▼

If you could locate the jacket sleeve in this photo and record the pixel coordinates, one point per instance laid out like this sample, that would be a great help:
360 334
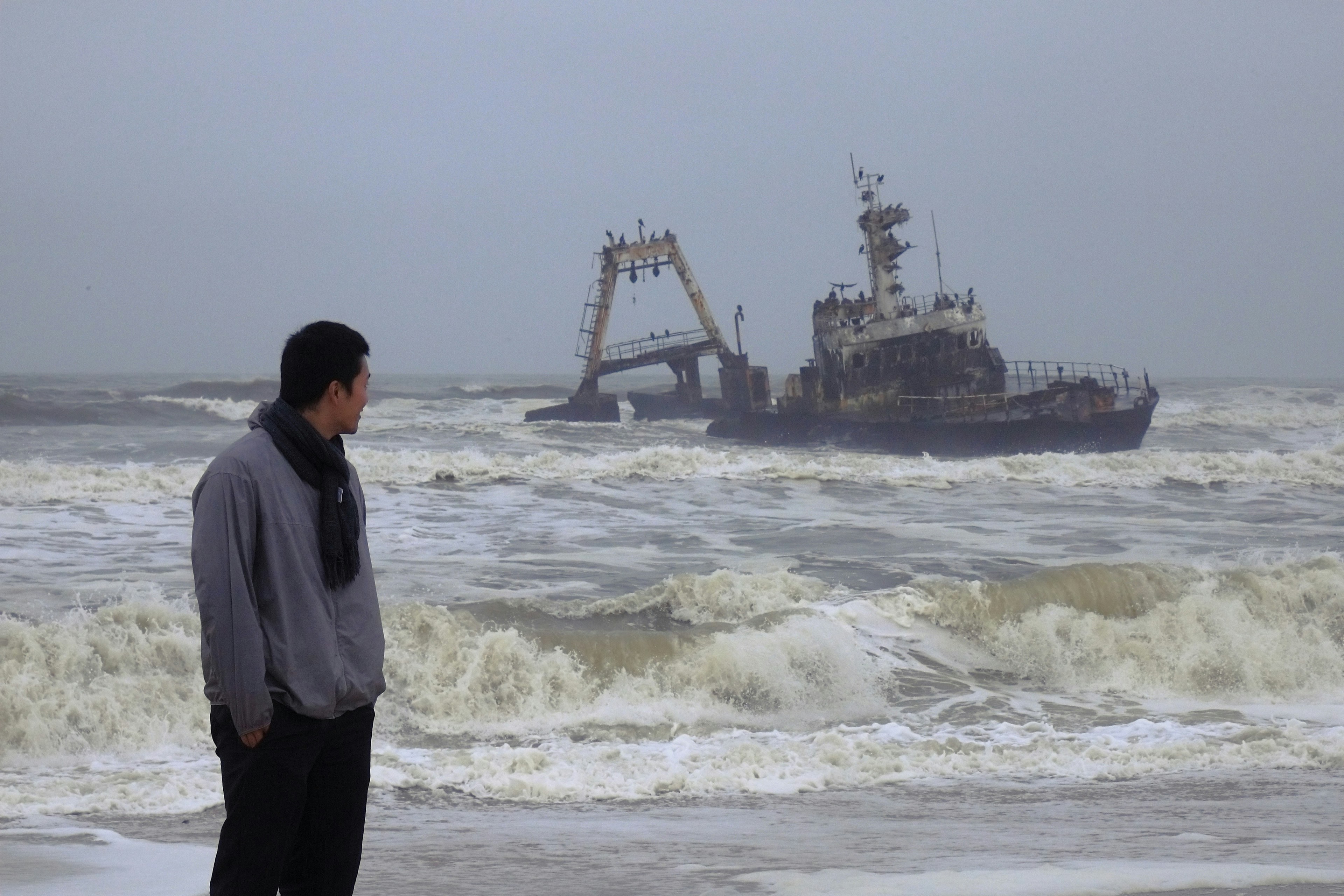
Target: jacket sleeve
224 542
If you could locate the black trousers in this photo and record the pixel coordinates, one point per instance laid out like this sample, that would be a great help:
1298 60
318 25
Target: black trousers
294 805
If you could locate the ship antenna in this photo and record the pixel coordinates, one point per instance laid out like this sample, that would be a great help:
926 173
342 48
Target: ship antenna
937 253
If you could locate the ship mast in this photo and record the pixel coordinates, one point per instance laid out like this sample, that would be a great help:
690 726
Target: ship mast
880 245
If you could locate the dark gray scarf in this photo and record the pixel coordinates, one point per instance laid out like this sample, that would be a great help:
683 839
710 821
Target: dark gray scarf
322 464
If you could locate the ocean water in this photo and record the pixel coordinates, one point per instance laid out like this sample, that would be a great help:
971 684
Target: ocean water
635 659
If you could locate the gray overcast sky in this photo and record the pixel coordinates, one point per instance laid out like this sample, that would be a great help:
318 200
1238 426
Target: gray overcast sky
1144 183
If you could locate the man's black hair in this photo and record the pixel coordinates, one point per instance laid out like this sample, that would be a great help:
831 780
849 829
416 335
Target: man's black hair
316 355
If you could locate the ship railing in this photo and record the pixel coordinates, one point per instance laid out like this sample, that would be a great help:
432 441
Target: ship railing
654 343
859 313
912 305
1038 375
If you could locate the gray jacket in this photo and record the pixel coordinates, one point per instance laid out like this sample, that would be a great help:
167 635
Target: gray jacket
271 629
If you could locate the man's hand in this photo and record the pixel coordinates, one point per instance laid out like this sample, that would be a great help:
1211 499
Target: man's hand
253 738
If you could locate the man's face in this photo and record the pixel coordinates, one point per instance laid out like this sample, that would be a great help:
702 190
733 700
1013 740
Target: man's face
350 405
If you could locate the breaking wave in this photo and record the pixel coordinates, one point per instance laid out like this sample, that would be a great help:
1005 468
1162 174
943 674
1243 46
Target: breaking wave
1322 467
721 649
18 409
221 408
41 481
1256 408
37 481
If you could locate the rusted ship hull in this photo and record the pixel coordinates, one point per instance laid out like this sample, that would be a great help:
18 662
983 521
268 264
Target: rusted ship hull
1119 430
670 406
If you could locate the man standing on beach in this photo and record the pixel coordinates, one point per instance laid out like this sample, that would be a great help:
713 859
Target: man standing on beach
291 637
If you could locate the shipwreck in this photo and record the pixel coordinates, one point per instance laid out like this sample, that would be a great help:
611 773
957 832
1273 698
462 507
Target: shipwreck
917 374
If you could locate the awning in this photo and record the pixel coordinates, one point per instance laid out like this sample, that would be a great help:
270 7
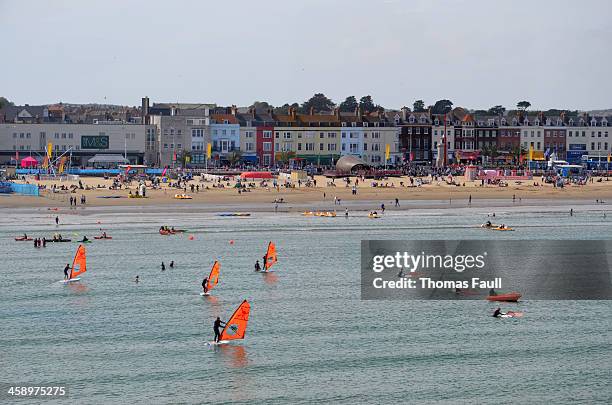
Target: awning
108 159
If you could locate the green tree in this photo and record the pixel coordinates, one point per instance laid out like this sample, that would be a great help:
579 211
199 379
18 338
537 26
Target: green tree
319 102
367 104
418 106
442 107
490 151
497 110
523 105
349 104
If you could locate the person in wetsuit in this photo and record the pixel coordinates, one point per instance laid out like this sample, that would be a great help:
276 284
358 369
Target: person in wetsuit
216 326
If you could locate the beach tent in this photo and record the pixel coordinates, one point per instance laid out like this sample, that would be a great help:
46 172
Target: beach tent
29 162
347 163
256 175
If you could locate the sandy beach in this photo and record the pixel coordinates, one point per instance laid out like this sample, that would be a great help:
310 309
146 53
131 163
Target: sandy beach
320 197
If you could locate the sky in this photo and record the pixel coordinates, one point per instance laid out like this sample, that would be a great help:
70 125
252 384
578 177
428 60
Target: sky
476 53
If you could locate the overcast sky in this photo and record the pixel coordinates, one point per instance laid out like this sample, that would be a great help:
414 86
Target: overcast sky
477 53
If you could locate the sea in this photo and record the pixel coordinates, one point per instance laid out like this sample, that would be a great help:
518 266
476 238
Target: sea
310 339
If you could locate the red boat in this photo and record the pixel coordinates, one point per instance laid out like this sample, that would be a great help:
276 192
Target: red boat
509 297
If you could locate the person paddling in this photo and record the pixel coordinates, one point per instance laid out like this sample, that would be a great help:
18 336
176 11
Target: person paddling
216 326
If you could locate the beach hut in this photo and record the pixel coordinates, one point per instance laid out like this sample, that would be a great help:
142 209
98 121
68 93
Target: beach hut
29 162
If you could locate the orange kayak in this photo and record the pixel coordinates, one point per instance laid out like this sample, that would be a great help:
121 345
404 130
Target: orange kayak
509 297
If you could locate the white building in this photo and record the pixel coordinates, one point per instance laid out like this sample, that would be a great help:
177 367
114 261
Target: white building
81 141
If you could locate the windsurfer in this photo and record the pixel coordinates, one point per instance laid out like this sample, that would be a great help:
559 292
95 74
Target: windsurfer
216 326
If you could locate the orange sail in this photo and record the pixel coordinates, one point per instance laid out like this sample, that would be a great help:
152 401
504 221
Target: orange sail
235 328
79 264
213 278
270 257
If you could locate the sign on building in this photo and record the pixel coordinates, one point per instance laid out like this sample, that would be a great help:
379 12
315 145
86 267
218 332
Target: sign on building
94 142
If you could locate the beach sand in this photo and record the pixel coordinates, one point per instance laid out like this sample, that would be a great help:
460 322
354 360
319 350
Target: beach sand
320 197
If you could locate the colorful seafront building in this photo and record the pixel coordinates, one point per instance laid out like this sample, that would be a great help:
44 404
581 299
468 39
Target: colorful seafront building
203 134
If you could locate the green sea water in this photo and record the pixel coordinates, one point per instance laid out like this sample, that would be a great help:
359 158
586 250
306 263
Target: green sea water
310 337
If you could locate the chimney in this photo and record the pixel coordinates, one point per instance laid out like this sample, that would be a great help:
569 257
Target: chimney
405 112
145 110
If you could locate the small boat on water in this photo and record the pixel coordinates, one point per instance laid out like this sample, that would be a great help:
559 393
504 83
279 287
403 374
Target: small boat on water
508 297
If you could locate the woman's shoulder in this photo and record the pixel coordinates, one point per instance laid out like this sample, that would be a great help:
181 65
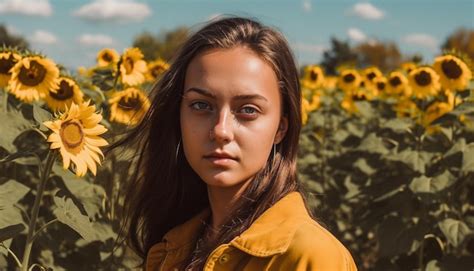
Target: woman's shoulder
315 248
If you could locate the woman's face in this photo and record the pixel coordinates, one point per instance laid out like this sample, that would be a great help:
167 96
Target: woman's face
230 115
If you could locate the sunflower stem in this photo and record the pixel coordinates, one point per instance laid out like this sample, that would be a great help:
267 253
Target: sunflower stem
42 228
17 261
5 101
36 206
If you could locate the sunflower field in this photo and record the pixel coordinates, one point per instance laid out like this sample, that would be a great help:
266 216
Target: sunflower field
387 159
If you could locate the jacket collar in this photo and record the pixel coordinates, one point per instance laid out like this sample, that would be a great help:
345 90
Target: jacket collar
269 234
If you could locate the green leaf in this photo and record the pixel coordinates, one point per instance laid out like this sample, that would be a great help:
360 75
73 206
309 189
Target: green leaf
468 159
374 144
397 236
90 195
398 125
11 192
433 265
13 124
102 232
454 230
459 146
3 250
41 115
11 231
414 159
68 213
361 164
10 216
22 158
425 184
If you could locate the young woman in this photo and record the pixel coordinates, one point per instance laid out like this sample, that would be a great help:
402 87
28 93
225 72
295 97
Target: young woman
215 186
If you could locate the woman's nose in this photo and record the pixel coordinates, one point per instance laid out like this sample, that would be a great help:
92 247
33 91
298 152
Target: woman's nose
222 131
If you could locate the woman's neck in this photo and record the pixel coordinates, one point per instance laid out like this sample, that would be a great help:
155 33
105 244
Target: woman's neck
222 202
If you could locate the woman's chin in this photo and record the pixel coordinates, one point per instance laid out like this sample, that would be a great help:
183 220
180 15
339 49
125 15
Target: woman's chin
222 179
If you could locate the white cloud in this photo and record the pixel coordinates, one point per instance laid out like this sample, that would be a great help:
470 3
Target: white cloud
26 7
214 16
95 40
43 37
12 30
422 40
307 6
310 48
367 11
113 10
356 34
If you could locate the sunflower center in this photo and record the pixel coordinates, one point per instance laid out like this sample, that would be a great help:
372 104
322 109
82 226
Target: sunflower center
156 71
64 92
380 85
395 81
128 104
6 64
451 69
32 76
371 75
423 78
313 75
128 63
107 57
349 78
71 134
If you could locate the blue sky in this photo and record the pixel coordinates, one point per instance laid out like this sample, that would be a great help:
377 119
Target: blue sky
72 31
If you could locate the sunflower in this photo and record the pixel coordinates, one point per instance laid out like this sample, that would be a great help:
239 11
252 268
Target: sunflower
424 82
381 85
313 77
371 73
349 80
435 111
349 105
132 67
156 68
7 61
453 72
66 93
406 108
330 82
76 133
398 84
128 106
107 57
407 67
33 77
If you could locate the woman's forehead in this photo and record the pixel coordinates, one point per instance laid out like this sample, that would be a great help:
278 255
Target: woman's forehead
236 71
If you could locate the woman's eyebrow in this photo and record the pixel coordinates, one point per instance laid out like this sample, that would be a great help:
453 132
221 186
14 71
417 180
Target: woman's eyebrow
201 91
237 97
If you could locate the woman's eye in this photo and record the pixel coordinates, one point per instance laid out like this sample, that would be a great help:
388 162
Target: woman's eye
249 110
200 106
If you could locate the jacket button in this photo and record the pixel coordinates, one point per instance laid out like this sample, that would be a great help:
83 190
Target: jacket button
224 258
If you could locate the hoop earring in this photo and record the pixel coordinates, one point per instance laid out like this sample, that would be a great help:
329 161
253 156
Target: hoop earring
177 149
274 152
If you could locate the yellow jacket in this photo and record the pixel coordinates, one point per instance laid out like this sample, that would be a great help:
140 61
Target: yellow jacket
284 237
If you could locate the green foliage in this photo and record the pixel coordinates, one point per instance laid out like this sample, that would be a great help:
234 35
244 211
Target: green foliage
399 196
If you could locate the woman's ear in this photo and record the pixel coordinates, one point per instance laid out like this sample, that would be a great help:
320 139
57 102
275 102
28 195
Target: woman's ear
281 132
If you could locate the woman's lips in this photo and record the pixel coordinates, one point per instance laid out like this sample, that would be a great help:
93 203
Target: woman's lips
220 159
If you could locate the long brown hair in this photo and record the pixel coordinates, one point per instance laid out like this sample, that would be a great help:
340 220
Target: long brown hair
164 191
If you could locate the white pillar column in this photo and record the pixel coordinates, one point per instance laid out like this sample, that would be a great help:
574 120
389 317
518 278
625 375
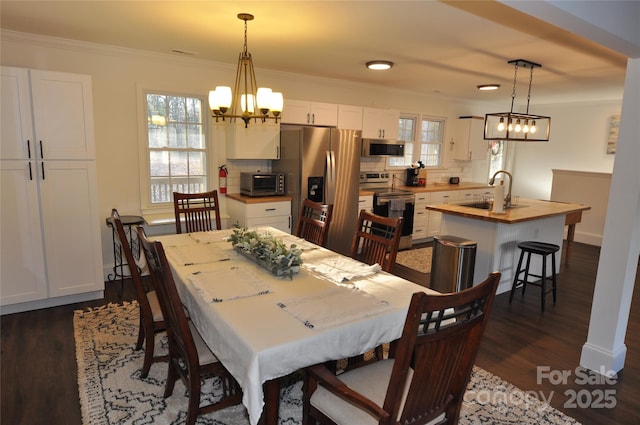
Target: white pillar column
605 351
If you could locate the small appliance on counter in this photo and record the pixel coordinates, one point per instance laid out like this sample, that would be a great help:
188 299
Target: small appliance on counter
416 175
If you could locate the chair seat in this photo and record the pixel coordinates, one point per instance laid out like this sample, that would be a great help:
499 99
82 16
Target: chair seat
371 381
155 306
540 248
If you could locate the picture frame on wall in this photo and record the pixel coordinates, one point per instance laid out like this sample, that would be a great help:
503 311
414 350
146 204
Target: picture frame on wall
612 140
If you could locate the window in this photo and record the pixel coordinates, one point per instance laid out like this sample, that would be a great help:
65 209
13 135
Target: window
423 144
176 148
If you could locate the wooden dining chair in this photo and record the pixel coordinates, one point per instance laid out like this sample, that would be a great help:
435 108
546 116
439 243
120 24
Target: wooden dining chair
424 379
189 357
198 211
313 223
377 239
151 318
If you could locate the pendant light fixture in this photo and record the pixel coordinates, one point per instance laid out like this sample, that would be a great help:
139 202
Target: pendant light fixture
247 101
515 126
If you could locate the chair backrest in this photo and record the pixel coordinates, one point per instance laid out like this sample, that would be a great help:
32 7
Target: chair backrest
172 309
313 223
198 211
377 239
439 344
125 248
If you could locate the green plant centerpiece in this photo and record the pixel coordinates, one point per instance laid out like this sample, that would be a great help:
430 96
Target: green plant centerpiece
268 251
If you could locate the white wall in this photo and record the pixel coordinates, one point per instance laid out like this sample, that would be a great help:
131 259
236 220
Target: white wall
118 73
578 141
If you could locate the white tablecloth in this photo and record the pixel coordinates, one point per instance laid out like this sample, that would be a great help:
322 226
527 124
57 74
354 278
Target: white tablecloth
255 337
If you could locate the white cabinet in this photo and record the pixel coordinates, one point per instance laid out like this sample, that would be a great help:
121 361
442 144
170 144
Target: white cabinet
350 117
276 214
256 141
468 142
421 216
365 202
51 247
435 217
380 123
310 113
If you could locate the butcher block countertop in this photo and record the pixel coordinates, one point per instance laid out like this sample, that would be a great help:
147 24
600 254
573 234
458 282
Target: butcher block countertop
436 187
526 210
257 199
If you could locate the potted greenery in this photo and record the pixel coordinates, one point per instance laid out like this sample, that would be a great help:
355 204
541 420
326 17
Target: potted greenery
268 251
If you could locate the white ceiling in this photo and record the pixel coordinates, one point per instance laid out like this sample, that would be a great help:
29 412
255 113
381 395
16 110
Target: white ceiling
438 47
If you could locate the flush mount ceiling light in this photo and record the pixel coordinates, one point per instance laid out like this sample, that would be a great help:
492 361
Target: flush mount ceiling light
515 126
247 101
488 87
379 65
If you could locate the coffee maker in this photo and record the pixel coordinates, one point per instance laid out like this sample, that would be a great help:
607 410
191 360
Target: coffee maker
412 176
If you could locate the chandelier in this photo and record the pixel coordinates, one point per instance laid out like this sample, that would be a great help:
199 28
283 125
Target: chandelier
247 101
515 126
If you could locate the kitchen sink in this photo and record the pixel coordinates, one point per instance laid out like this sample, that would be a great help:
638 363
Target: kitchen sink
486 205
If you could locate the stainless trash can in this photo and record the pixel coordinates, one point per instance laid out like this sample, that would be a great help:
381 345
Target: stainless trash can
453 262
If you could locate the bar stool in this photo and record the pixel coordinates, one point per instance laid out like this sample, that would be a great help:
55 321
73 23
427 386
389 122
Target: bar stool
539 248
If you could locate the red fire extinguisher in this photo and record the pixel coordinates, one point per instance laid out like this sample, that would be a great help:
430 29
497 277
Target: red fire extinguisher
222 176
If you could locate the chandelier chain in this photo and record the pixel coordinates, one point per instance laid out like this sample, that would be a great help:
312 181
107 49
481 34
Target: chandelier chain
515 79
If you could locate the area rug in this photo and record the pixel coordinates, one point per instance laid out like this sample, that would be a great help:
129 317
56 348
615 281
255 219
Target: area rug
418 259
112 392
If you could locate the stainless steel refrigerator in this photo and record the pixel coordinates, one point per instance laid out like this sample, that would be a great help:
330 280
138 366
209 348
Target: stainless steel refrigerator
323 164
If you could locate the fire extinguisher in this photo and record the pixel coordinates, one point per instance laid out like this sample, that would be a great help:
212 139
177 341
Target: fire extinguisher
222 176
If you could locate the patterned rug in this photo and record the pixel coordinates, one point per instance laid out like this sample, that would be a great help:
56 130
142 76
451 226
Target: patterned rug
112 392
417 259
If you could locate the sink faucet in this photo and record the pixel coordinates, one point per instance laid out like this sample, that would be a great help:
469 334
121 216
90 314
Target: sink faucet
507 198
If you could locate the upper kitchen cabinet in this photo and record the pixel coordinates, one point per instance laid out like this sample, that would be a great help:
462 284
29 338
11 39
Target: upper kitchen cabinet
350 117
309 113
380 123
258 141
468 141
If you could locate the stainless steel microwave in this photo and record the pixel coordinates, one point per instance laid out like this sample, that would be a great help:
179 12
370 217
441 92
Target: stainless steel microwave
262 184
381 147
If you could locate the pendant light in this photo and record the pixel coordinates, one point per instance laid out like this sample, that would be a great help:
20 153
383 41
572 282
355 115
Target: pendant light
515 126
247 101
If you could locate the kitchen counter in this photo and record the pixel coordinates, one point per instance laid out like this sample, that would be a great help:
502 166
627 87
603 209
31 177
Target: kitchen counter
497 235
436 187
526 210
257 199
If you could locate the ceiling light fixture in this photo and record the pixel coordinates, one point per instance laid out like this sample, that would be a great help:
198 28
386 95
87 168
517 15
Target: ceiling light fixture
488 87
514 126
247 101
379 65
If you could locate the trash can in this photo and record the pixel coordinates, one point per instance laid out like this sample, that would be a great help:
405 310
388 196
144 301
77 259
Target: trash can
452 265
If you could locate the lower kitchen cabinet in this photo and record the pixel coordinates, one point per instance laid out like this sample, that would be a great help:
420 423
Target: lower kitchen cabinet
274 214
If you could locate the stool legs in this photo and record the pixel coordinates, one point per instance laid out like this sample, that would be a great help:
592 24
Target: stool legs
517 282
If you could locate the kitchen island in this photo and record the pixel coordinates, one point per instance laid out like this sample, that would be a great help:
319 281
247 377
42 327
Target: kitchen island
497 235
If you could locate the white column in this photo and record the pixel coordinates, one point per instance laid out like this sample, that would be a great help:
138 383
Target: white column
605 350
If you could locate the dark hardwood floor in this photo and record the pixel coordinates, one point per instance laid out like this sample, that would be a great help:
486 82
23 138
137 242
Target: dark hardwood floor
39 379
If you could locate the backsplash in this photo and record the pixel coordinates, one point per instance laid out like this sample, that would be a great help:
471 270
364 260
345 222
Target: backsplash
462 169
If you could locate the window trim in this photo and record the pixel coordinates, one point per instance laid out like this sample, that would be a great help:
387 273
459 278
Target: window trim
146 206
416 142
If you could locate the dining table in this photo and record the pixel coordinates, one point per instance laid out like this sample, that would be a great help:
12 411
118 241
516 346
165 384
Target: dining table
263 327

▲

Task goal: Exactly as they appear, print the lines of the listing above from its first line through the line that contains "If you could locate the black", minus the pictures.

Result for this exercise:
If you could locate the jacket sleeve in this photo and record the pixel coordinates, one point per instance laid out like this sample, that would be a great help:
360 334
Target: jacket sleeve
224 542
If you could locate the black trousers in this photo and record the pixel coordinates, one point per instance laid out like this sample, that would be a great help:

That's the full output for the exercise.